AUFGABEN:
1 - Entscheide anhand des Textes über die Satellitenspionage, ob die folgenden Aussagen stimmen, und belege jede Antwort mit Ja oder Nein sowie den entscheidenden Worten des Textes im genauen Wortlaut: (a) Von der amerikanischen UN-Vertretung im EY-Tower aus sieht man direkt auf den russischen Antennenpark. (b) Der Special Collection Service gehört zur CIA. (c) Die Fotos im Artikel dürfen nicht weiterverwendet werden.
2 - Gib aus dem Text über die Satellitenspionage den Abschnitt wortgetreu wieder, der bei „Russlands Sat-Spionage im“ beginnt und bei „Stadt Wien ergeben.“ endet.

VORLIEGENDER TEXT:
____________
Russlands Sat-Spionage im Visier der NSA
Von Erich Moechel
Die Vorgänge auf dem Dach der russischen UN-Botschaft in Wien Donaustadt geschehen nicht unbeobachtet. Von der amerikanischen UN-Vertretung in den obersten Stockwerken des EY-Towers besteht nämlich direkte Sicht auf den gesamten russischen Antennenpark. Das haben Messungen mit dem Geoinformationssystem der Stadt Wien ergeben.
Wie in jeder wichtigen US-Botschaft ist dort der „Special Collection Service“ (NSA/SCS) stationiert, der zur NSA gehört. Der SCS betreibt auch die verdeckten Richtfunkantennen zur lokalen „Nachrichtenaufklärung“ in einem ominösen Hüttchen auf dem Dach der US-Botschaft. Ein Video, das ORF.at zugespielt wurde, zeigt auf der russischen Vertretung ein nachgerade baugleiches Gegenstück.
Von Nachahmungen dieses Stunts wird dringend abgeraten, weil das in diesem Fall gleich mehrfach illegal und dementsprechend strafbewehrt ist. Das Video wie auch sämtliche Fotos in diesem Artikel können mit Zitat der Quelle und Hinweis auf die Lizenz CC BY-SA 3.0 frei verwendet werden.
____________
EXTRAHIERTES MATERIAL:
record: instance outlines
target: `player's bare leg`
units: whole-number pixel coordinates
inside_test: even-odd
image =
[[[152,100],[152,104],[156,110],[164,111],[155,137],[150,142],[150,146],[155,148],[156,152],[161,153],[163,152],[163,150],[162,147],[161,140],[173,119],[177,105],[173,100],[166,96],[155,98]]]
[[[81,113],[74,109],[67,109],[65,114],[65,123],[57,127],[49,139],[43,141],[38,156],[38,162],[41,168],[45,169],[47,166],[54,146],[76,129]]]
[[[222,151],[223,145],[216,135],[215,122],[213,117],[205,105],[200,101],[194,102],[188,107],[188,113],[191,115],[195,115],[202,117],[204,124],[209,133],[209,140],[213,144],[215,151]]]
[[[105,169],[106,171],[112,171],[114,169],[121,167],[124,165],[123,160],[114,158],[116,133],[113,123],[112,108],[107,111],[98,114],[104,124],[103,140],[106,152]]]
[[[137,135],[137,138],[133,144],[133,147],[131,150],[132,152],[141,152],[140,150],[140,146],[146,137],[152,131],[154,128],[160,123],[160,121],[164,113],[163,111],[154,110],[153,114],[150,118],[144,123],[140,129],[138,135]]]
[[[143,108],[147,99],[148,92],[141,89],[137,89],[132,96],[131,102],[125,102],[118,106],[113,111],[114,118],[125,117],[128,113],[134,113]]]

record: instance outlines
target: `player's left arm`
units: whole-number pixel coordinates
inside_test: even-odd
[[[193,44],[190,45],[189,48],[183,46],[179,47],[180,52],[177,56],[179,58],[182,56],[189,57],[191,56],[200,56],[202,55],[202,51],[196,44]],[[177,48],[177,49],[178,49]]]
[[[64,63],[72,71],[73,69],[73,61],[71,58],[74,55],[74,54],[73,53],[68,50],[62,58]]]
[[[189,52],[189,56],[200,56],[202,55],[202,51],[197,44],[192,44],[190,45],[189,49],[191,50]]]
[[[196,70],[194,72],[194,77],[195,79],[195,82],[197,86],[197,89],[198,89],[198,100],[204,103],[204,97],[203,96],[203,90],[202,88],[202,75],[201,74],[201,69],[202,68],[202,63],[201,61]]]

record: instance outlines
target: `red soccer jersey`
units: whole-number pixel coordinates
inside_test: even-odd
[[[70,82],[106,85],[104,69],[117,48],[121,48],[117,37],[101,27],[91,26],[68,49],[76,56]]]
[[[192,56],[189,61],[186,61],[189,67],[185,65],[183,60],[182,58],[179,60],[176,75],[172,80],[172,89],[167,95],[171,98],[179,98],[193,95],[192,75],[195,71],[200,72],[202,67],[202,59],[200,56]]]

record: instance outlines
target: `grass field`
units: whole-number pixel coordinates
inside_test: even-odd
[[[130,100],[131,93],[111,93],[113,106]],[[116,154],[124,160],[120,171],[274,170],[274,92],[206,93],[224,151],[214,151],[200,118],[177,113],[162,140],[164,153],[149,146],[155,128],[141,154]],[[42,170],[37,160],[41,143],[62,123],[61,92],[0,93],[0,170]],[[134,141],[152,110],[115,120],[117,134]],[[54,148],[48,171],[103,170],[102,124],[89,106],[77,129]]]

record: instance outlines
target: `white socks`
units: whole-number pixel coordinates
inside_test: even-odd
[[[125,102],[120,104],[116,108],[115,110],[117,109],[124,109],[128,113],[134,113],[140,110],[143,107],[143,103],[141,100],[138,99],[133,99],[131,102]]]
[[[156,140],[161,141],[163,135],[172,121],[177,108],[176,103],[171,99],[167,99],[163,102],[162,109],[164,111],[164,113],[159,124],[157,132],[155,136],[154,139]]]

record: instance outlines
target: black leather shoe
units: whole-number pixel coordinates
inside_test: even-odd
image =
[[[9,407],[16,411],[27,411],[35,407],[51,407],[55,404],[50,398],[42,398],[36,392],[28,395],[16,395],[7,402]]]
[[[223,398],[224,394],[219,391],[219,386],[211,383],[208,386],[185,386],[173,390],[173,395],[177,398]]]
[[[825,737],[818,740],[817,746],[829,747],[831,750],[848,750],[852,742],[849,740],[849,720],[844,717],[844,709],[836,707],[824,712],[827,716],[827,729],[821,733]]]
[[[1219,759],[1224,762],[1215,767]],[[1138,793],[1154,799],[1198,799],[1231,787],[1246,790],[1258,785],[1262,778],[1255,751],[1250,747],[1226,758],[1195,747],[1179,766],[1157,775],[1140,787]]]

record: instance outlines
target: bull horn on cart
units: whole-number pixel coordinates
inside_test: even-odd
____________
LÖSUNGEN:
1 -
(a) Ja: „Von der amerikanischen UN-Vertretung in den obersten Stockwerken des EY-Towers besteht nämlich direkte Sicht auf den gesamten russischen Antennenpark.“
(b) Nein: „der zur NSA gehört“
(c) Nein: „Das Video wie auch sämtliche Fotos in diesem Artikel können mit Zitat der Quelle und Hinweis auf die Lizenz CC BY-SA 3.0 frei verwendet werden.“

2 -
Russlands Sat-Spionage im Visier der NSA
Von Erich Moechel
Die Vorgänge auf dem Dach der russischen UN-Botschaft in Wien Donaustadt geschehen nicht unbeobachtet. Von der amerikanischen UN-Vertretung in den obersten Stockwerken des EY-Towers besteht nämlich direkte Sicht auf den gesamten russischen Antennenpark. Das haben Messungen mit dem Geoinformationssystem der Stadt Wien ergeben.